> _TRY IT_
Write out all of the listing exactly. Add nothing to it.

● ● ● ● ● ● ●

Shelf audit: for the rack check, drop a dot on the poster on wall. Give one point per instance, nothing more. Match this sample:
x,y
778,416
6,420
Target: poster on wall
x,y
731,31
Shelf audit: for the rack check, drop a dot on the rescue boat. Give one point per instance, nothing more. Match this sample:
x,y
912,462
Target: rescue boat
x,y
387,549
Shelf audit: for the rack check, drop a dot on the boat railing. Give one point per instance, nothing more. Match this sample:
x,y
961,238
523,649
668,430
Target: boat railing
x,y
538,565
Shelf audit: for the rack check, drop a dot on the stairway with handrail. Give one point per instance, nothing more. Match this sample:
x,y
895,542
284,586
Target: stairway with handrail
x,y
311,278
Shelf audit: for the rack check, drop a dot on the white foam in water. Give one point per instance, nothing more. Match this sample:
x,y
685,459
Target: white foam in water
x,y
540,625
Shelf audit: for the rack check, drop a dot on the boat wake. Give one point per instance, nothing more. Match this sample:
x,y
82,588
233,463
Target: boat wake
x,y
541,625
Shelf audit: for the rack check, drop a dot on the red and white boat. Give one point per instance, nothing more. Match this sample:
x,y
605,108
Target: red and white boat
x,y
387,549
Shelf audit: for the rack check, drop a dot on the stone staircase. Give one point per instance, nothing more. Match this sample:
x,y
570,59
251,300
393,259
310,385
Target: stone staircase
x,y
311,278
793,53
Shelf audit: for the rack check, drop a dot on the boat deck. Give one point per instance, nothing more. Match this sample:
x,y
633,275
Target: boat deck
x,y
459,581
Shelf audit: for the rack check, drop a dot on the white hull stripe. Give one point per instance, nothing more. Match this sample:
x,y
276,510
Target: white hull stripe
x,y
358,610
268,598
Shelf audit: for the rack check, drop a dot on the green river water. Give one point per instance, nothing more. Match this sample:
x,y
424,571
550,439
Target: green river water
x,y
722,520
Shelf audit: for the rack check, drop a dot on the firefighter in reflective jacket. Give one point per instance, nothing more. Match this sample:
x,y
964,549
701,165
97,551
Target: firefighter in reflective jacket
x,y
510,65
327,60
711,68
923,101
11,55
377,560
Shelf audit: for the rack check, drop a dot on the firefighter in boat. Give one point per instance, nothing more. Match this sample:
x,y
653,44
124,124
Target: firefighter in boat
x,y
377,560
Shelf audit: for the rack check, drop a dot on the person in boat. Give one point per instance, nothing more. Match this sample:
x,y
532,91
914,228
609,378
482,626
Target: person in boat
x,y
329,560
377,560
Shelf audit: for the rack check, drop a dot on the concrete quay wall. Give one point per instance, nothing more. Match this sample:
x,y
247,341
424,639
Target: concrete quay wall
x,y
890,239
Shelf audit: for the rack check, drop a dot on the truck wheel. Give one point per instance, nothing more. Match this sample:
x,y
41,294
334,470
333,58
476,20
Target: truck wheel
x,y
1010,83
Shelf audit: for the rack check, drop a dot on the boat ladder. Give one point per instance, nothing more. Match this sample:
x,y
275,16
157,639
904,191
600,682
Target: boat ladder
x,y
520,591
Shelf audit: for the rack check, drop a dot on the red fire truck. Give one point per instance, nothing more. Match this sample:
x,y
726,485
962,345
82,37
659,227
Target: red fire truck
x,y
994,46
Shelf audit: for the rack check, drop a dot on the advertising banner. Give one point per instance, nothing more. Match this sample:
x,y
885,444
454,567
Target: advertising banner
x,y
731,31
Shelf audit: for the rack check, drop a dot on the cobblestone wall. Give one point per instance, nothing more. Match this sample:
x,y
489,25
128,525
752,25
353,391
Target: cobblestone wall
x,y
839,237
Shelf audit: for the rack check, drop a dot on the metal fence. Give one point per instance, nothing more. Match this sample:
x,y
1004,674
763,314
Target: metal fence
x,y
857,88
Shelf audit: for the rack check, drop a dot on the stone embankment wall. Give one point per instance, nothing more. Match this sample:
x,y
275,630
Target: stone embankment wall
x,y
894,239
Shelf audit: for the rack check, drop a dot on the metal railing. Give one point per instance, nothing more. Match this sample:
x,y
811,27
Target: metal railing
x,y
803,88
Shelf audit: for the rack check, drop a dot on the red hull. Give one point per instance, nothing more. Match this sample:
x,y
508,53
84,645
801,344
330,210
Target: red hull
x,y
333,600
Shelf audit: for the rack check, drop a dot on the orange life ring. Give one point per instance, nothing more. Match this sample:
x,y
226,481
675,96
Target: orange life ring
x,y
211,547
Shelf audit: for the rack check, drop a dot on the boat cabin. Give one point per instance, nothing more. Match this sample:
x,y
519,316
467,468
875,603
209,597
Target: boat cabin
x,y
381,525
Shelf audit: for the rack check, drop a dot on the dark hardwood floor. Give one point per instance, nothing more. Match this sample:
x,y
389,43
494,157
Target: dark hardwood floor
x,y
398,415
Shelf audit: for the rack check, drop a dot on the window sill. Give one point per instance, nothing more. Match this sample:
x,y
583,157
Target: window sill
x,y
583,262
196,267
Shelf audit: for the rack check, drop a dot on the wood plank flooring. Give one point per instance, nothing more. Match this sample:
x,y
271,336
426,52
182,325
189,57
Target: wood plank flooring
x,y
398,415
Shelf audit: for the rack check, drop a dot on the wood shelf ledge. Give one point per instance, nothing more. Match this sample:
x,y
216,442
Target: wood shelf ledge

● ● ● ● ● ● ●

> _EXERCISE RESPONSE_
Shelf audit: for the rack check, drop a dot on the poster on wall. Give one point per instance, nothing more. Match this sample:
x,y
778,416
6,420
Target: poster on wall
x,y
731,31
Shelf audit: for the rack check, drop a dot on the rescue boat. Give one point per instance, nothing more. Match this sample:
x,y
912,462
Target: rescue boat
x,y
387,549
Shelf audit: for the rack check, drop a dot on the boat railing. Give one point per instance, nothing more. Match this sample:
x,y
961,238
523,649
668,430
Target: boat railing
x,y
538,565
Shelf audit: for the rack check, drop a dot on the stairway with handrail. Give one point per instance, nothing more. Match this sample:
x,y
895,542
284,586
Target: stairway with handrail
x,y
311,278
Shelf audit: for the rack check, drop a dot on the white foam in water. Give one point per instance, nothing more. Match this sample:
x,y
685,459
Target: white foam in water
x,y
540,625
Shelf audit: for the rack check, drop a dot on the boat wake. Give one point per instance, nothing more. Match this sample:
x,y
82,588
233,463
Target: boat wake
x,y
541,625
Shelf audit: for the rack check, drop a dot on the red and white boat. Give one point per instance, nothing more. Match this sample:
x,y
605,108
Target: red and white boat
x,y
387,549
Shelf audit: for the rack check, drop a dot on the stone staircase. Give one point per instance, nothing more. Match this sample:
x,y
570,59
251,300
393,259
310,385
Target: stone staircase
x,y
311,278
793,53
Shelf audit: for the rack check, drop a dot on the boat deck. Give one point per instance, nothing more. Match this sample:
x,y
633,275
Target: boat deck
x,y
459,581
Shelf audit: for the rack check, drop a dot on the white hull stripe. Give one point per instance, nothing more. Match this sample:
x,y
276,510
Target: white hull stripe
x,y
358,610
268,598
Shelf audit: for the rack check, drop a dot on the green river water. Give one point per instance, nothing more. Match this sample:
x,y
424,571
550,439
Target: green river water
x,y
722,520
Shelf audit: for the rack check, drop a dot on the firefighter in reflective jacket. Give one point per instance, nothing more. Match this sample:
x,y
964,549
701,165
97,551
Target: firefighter in reflective jacket
x,y
510,65
327,60
711,68
923,101
11,55
377,560
Shelf audit: for the rack check, drop a dot on the firefighter in boat. Give one point per instance, nothing more. Match this sample:
x,y
653,44
124,124
Target: firefighter in boat
x,y
377,560
Shelf audit: for the rack check, drop a dot on the person in boat. Give one point per instance, nothing more. Match this sample:
x,y
532,91
914,228
609,378
482,626
Target: person in boat
x,y
329,560
377,560
Shelf audit: for the rack check, drop a dot on the concrete quay wall. Give one point per instance, nothing more. Match this sample:
x,y
247,341
424,639
Target: concrete quay wall
x,y
890,239
Shelf audit: for the rack check, drop a dot on the truck wheel. Give one point per instance, nothing more. Match this sample:
x,y
41,294
334,470
333,58
476,20
Target: truck wheel
x,y
1010,83
Shelf audit: for the rack check, drop a dot on the boat ladder. Give one point per instance, nothing more. Match this sample:
x,y
275,16
157,639
904,191
600,682
Target: boat ladder
x,y
520,591
Shelf audit: for the rack check, drop a dot on the red fire truck. Give one point per instance, nothing more. Match this sample:
x,y
726,485
962,345
82,37
659,227
Target: red fire truck
x,y
994,46
Shelf audit: for the rack check, drop a dot on the advertising banner. Give one point per instance, nothing more. Match this sample:
x,y
885,444
454,567
Target: advertising banner
x,y
731,31
Shelf audit: for the rack check, drop a dot on the cobblestone wall. Give one point per instance, nothing more. Match this sample:
x,y
489,25
128,525
752,25
353,391
Target: cobblestone wall
x,y
839,237
Shelf audit: for the rack check, drop a dot on the metal fence. Give one point per instance, nothing more. Match this sample:
x,y
1004,674
763,314
Target: metal fence
x,y
857,88
Shelf audit: for the rack check, drop a dot on the stone embankment wall. Give one point per instance, nothing more. Match this sample:
x,y
275,630
Target: stone embankment wall
x,y
894,239
Shelf audit: for the rack check, drop a dot on the metal railing. Give one point per instance, nothing more. Match this sample:
x,y
811,27
Target: metal railing
x,y
803,88
Shelf audit: for the rack check, drop a dot on the red hull. Give one point per instance, nothing more. Match this sample:
x,y
508,53
84,645
801,344
330,210
Target: red hull
x,y
333,600
Shelf audit: for the rack check, drop a dot on the orange life ring. Give one point per instance, nothing more. Match this sample:
x,y
226,481
675,96
Target: orange life ring
x,y
211,547
Shelf audit: for the rack check, drop a dot on the boat cabin. Give one point per instance, nothing more. Match this sample:
x,y
519,316
467,468
875,603
209,597
Target: boat cabin
x,y
381,525
Shelf audit: for the rack check, drop a dot on the dark hardwood floor. Give one point per instance, nothing more. Match this sample:
x,y
389,43
494,157
Target: dark hardwood floor
x,y
398,415
Shelf audit: for the rack check, drop a dot on the window sill. Give one point per instance, nothing more. Match this sample:
x,y
583,157
Target: window sill
x,y
583,262
196,267
Shelf audit: for the rack check, drop a dot on the wood plank flooring. Give one point per instance, nothing more. Match this sample:
x,y
271,336
426,52
182,325
189,57
Target: wood plank flooring
x,y
398,415
Shelf audit: for the rack check, drop a dot on the wood shelf ledge. Give one point per instance, nothing more. Match this sample:
x,y
216,442
Target: wood shelf ledge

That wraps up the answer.